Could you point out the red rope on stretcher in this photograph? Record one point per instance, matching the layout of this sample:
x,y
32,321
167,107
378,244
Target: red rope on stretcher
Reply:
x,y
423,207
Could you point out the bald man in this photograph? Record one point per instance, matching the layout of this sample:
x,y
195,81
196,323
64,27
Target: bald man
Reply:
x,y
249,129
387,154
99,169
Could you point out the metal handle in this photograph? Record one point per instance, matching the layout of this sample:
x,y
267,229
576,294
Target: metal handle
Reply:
===============
#### To be done
Repeat exactly, and only, the lines from the line containing "Could you point out the bald" through the last line of the records above, both included.

#### Result for this exercise
Could you point out the bald man in this photograph? Record one point per instance, matching the layout of this sample:
x,y
195,81
196,323
64,27
Target: bald man
Reply:
x,y
249,129
387,154
99,169
Could you point out the metal handle in this photograph? Record one point per instance, matching the layout of this sample:
x,y
267,229
576,294
Target: metal handle
Reply:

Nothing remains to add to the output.